__Written request__
Put each line of the material below into a Markdown table with the columns Row and Line, numbering the rows and skipping any blank lines.

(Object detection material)
§ §

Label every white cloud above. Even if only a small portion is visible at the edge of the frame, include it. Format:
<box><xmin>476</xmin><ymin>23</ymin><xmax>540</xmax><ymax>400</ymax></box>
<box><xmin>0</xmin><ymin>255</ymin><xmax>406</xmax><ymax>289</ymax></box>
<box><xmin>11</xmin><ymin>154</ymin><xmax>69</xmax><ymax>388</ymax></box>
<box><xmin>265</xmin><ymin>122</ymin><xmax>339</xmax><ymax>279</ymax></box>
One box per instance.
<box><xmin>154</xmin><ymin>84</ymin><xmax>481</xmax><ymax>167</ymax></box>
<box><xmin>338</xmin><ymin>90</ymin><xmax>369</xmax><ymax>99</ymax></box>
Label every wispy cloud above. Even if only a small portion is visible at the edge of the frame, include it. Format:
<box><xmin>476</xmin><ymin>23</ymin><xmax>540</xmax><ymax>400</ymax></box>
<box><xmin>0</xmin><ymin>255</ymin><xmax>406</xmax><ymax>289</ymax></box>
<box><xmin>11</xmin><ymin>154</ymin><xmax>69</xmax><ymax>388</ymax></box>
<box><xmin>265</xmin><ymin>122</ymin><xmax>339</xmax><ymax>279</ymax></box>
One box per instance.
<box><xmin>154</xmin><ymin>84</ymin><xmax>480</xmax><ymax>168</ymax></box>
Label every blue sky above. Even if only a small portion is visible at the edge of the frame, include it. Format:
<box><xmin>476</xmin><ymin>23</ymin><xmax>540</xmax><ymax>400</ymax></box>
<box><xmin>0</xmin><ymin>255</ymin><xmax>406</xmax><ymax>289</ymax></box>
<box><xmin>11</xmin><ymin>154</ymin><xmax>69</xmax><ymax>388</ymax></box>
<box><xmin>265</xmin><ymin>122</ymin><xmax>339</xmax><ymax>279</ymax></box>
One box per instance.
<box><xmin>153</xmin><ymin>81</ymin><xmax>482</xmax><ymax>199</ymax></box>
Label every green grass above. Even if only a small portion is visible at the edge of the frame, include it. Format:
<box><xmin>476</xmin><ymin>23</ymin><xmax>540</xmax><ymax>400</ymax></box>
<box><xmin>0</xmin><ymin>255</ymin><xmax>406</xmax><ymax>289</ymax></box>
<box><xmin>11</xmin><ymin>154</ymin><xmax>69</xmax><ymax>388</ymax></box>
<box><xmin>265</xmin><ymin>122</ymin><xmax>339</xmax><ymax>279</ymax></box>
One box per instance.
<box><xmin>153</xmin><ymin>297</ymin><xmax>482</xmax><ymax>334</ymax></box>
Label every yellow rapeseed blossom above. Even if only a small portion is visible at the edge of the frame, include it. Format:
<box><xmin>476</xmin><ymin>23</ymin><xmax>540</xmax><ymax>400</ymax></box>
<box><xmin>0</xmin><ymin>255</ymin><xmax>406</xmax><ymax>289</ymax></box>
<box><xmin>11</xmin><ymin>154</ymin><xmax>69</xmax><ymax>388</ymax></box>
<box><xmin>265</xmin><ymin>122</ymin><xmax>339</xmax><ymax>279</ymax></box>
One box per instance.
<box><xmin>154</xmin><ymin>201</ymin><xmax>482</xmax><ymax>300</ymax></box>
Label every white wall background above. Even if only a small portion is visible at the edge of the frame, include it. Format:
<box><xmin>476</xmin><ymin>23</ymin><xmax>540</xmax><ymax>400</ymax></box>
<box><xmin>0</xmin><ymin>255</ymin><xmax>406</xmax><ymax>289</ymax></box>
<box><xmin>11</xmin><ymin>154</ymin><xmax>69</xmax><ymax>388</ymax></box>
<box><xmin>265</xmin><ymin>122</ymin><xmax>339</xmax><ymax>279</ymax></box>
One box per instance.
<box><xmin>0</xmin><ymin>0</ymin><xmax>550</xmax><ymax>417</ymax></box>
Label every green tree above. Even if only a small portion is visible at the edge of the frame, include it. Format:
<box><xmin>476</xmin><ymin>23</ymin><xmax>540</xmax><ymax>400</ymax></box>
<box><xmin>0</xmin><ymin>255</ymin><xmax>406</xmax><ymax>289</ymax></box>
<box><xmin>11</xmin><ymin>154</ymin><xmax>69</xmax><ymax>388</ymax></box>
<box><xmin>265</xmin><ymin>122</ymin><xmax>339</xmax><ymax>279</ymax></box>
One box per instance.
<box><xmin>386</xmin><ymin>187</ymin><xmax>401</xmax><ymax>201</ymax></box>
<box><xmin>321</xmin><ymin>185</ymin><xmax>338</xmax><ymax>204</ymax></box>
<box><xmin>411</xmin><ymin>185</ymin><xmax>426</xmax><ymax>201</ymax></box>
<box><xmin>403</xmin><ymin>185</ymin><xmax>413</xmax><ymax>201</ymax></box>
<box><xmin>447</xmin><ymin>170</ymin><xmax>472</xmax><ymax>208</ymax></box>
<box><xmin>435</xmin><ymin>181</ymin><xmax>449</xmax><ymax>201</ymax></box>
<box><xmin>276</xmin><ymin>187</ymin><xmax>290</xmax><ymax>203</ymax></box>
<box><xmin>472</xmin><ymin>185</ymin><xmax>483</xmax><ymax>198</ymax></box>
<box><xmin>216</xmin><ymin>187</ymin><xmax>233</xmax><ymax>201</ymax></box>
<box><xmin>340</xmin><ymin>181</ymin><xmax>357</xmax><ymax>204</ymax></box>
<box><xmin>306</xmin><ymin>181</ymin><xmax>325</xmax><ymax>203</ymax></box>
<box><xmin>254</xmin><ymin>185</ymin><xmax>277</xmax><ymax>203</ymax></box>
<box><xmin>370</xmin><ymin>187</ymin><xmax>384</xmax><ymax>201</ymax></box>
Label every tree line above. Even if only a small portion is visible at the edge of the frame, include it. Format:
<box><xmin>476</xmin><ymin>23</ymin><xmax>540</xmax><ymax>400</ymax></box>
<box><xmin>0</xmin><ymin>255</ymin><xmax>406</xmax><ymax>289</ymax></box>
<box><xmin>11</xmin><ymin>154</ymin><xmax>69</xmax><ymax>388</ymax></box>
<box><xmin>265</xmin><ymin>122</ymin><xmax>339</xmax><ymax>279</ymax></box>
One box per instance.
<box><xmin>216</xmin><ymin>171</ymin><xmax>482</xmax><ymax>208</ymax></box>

§ §

__Answer to the task__
| Row | Line |
|---|---|
| 1 | Label every white cloud above. Even if only a small portion is visible at the edge of the frame, include it. Format: |
| 2 | <box><xmin>476</xmin><ymin>23</ymin><xmax>540</xmax><ymax>400</ymax></box> |
| 3 | <box><xmin>0</xmin><ymin>255</ymin><xmax>406</xmax><ymax>289</ymax></box> |
| 4 | <box><xmin>11</xmin><ymin>154</ymin><xmax>69</xmax><ymax>388</ymax></box> |
| 5 | <box><xmin>265</xmin><ymin>122</ymin><xmax>339</xmax><ymax>279</ymax></box> |
| 6 | One box per instance. |
| 7 | <box><xmin>154</xmin><ymin>84</ymin><xmax>481</xmax><ymax>167</ymax></box> |
| 8 | <box><xmin>338</xmin><ymin>90</ymin><xmax>369</xmax><ymax>99</ymax></box> |
| 9 | Label every wispy cloud above. Even if only a small portion is visible at the edge of the frame, include it. Format: |
| 10 | <box><xmin>476</xmin><ymin>23</ymin><xmax>540</xmax><ymax>400</ymax></box> |
| 11 | <box><xmin>0</xmin><ymin>255</ymin><xmax>406</xmax><ymax>289</ymax></box> |
| 12 | <box><xmin>11</xmin><ymin>154</ymin><xmax>69</xmax><ymax>388</ymax></box> |
| 13 | <box><xmin>265</xmin><ymin>122</ymin><xmax>339</xmax><ymax>279</ymax></box> |
| 14 | One box per instance. |
| 15 | <box><xmin>154</xmin><ymin>84</ymin><xmax>480</xmax><ymax>168</ymax></box> |
| 16 | Label every blue sky above. Even if only a small portion is visible at the edge of the frame, include it. Format: |
| 17 | <box><xmin>476</xmin><ymin>23</ymin><xmax>540</xmax><ymax>400</ymax></box> |
| 18 | <box><xmin>0</xmin><ymin>255</ymin><xmax>406</xmax><ymax>289</ymax></box> |
| 19 | <box><xmin>11</xmin><ymin>154</ymin><xmax>69</xmax><ymax>388</ymax></box> |
| 20 | <box><xmin>265</xmin><ymin>122</ymin><xmax>339</xmax><ymax>279</ymax></box> |
| 21 | One box per instance. |
| 22 | <box><xmin>153</xmin><ymin>81</ymin><xmax>482</xmax><ymax>199</ymax></box> |
| 23 | Label every green grass above. Even if only a small portion is visible at the edge of the frame, include it. Format: |
| 24 | <box><xmin>476</xmin><ymin>23</ymin><xmax>540</xmax><ymax>400</ymax></box> |
| 25 | <box><xmin>0</xmin><ymin>255</ymin><xmax>406</xmax><ymax>289</ymax></box> |
| 26 | <box><xmin>11</xmin><ymin>154</ymin><xmax>69</xmax><ymax>388</ymax></box> |
| 27 | <box><xmin>265</xmin><ymin>122</ymin><xmax>339</xmax><ymax>279</ymax></box> |
| 28 | One box per instance. |
| 29 | <box><xmin>153</xmin><ymin>297</ymin><xmax>482</xmax><ymax>334</ymax></box> |
| 30 | Label every yellow rapeseed blossom above. Even if only a small portion is visible at the edge of the frame, include it. Format: |
| 31 | <box><xmin>476</xmin><ymin>23</ymin><xmax>540</xmax><ymax>400</ymax></box> |
| 32 | <box><xmin>0</xmin><ymin>255</ymin><xmax>406</xmax><ymax>289</ymax></box> |
| 33 | <box><xmin>11</xmin><ymin>154</ymin><xmax>69</xmax><ymax>388</ymax></box> |
| 34 | <box><xmin>265</xmin><ymin>122</ymin><xmax>339</xmax><ymax>279</ymax></box> |
| 35 | One box per instance. |
| 36 | <box><xmin>154</xmin><ymin>201</ymin><xmax>482</xmax><ymax>300</ymax></box> |
| 37 | Label every white wall background above. Even if only a small portion is visible at the edge of the frame, include it. Format: |
| 38 | <box><xmin>476</xmin><ymin>23</ymin><xmax>540</xmax><ymax>400</ymax></box> |
| 39 | <box><xmin>0</xmin><ymin>255</ymin><xmax>406</xmax><ymax>289</ymax></box> |
| 40 | <box><xmin>11</xmin><ymin>154</ymin><xmax>69</xmax><ymax>388</ymax></box> |
| 41 | <box><xmin>265</xmin><ymin>122</ymin><xmax>339</xmax><ymax>279</ymax></box> |
| 42 | One box per instance. |
| 43 | <box><xmin>0</xmin><ymin>0</ymin><xmax>550</xmax><ymax>417</ymax></box> |
| 44 | Label every green tree above. Even if only a small portion is visible at the edge of the frame, include it. Format: |
| 45 | <box><xmin>476</xmin><ymin>23</ymin><xmax>540</xmax><ymax>400</ymax></box> |
| 46 | <box><xmin>0</xmin><ymin>255</ymin><xmax>406</xmax><ymax>289</ymax></box> |
| 47 | <box><xmin>11</xmin><ymin>154</ymin><xmax>69</xmax><ymax>388</ymax></box> |
| 48 | <box><xmin>265</xmin><ymin>122</ymin><xmax>339</xmax><ymax>279</ymax></box> |
| 49 | One box per instance. |
| 50 | <box><xmin>386</xmin><ymin>187</ymin><xmax>401</xmax><ymax>201</ymax></box> |
| 51 | <box><xmin>321</xmin><ymin>185</ymin><xmax>338</xmax><ymax>204</ymax></box> |
| 52 | <box><xmin>411</xmin><ymin>185</ymin><xmax>426</xmax><ymax>201</ymax></box> |
| 53 | <box><xmin>403</xmin><ymin>185</ymin><xmax>413</xmax><ymax>201</ymax></box> |
| 54 | <box><xmin>447</xmin><ymin>170</ymin><xmax>472</xmax><ymax>208</ymax></box> |
| 55 | <box><xmin>435</xmin><ymin>181</ymin><xmax>449</xmax><ymax>201</ymax></box> |
| 56 | <box><xmin>276</xmin><ymin>187</ymin><xmax>290</xmax><ymax>203</ymax></box> |
| 57 | <box><xmin>472</xmin><ymin>185</ymin><xmax>483</xmax><ymax>198</ymax></box> |
| 58 | <box><xmin>216</xmin><ymin>187</ymin><xmax>233</xmax><ymax>201</ymax></box> |
| 59 | <box><xmin>340</xmin><ymin>181</ymin><xmax>357</xmax><ymax>204</ymax></box> |
| 60 | <box><xmin>306</xmin><ymin>181</ymin><xmax>325</xmax><ymax>203</ymax></box> |
| 61 | <box><xmin>254</xmin><ymin>185</ymin><xmax>277</xmax><ymax>203</ymax></box> |
| 62 | <box><xmin>370</xmin><ymin>187</ymin><xmax>384</xmax><ymax>201</ymax></box> |
| 63 | Label every tree line above. Even if only a small portion is visible at the edge of the frame, include it. Format: |
| 64 | <box><xmin>476</xmin><ymin>23</ymin><xmax>540</xmax><ymax>400</ymax></box> |
| 65 | <box><xmin>0</xmin><ymin>255</ymin><xmax>406</xmax><ymax>289</ymax></box> |
| 66 | <box><xmin>11</xmin><ymin>154</ymin><xmax>69</xmax><ymax>388</ymax></box> |
| 67 | <box><xmin>265</xmin><ymin>122</ymin><xmax>339</xmax><ymax>279</ymax></box> |
| 68 | One box per instance. |
| 69 | <box><xmin>216</xmin><ymin>171</ymin><xmax>482</xmax><ymax>208</ymax></box> |